If you're only considering distortion, then these options have nearly the same error. In fact you could just put your line segment through the principle axis of the color clusters, and then you are within bounded error of the best possible encoding (if the line segment was sent with real numbers, then the best fit line would in fact minimize squared error, by definition; the quantization of the endpoints means this doesn't necessarily give you minimum error). That's possible because the distortion varies smoothly and convexly (except for quantization effects, which are bounded). This is just a way of saying that there's a minimum error encoding where the line segment goes through the original colors, and if you keep stepping the endpoints away from that line segment, the error gets worse.

Oodle Texture isn't just looking for the lowest error (or "distortion") when encoding to BCN; it does "rate-distortion optimization". This means that in addition to considering the distortion of each possible encoding, it also considers the rate. The "rate" in this case is the estimated size of the chosen block encoding after subsequent compression by a lossless compressor like Kraken or zlib.

_SUPPLIED RECORDS_
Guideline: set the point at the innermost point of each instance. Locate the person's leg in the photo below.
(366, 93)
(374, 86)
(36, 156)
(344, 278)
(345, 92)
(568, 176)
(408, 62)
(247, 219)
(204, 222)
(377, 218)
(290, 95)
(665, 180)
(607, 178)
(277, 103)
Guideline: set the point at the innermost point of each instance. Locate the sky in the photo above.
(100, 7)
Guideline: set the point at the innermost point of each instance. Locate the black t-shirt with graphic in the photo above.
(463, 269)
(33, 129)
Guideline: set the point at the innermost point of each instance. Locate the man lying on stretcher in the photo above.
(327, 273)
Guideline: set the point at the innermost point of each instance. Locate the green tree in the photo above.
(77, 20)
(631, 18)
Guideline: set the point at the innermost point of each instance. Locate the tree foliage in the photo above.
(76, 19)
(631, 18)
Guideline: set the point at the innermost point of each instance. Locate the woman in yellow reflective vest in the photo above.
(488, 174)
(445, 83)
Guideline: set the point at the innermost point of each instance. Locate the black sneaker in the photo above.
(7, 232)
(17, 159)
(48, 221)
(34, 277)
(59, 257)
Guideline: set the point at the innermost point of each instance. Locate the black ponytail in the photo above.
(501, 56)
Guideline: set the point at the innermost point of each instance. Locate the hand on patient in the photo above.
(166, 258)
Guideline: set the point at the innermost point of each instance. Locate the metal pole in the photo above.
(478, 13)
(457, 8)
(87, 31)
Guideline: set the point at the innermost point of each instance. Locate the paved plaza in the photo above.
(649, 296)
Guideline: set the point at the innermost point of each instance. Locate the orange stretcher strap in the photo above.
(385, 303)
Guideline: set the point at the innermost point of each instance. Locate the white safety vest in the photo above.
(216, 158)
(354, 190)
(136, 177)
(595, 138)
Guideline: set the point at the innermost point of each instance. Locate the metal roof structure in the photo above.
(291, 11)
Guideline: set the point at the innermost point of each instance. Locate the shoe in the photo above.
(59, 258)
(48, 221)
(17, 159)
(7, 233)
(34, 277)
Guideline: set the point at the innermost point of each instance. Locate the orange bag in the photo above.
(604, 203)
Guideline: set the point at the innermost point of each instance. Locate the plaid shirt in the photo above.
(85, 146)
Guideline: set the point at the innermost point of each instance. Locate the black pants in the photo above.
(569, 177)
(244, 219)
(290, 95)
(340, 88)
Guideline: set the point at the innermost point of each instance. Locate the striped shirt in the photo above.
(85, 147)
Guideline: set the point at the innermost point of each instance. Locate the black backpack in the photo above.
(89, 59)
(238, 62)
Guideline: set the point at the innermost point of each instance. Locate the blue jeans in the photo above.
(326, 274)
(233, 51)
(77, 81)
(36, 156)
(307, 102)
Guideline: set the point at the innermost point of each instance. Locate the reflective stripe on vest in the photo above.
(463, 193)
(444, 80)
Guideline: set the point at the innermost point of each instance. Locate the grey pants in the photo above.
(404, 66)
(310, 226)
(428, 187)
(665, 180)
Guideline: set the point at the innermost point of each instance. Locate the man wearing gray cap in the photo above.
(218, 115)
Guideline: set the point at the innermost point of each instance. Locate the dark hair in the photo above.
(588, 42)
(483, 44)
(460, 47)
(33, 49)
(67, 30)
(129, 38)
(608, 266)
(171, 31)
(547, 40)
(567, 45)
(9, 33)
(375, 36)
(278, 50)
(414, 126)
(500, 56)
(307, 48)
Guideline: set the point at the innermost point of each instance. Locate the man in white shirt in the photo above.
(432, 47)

_THINGS TO DO_
1. Answer these questions about the text on Oodle Texture:
(a) Besides distortion, what else does Oodle Texture consider when encoding to BCN?
(b) Which two lossless compressors are given as examples?
(c) If the line segment were sent with real numbers, what would the best fit line minimize?
2. Copy part of the rows: begin at the row line that has "white shirt in the photo above." and stop after the last line of the rows, including both ends.

_EXERCISE SOLUTIONS_
1.
(a) The rate, which is the estimated size of the chosen block encoding after compression by a lossless compressor.
(b) Kraken and zlib.
(c) Squared error.

2.
Guideline: set the point at the innermost point of each instance. Locate the man in white shirt in the photo above.
(432, 47)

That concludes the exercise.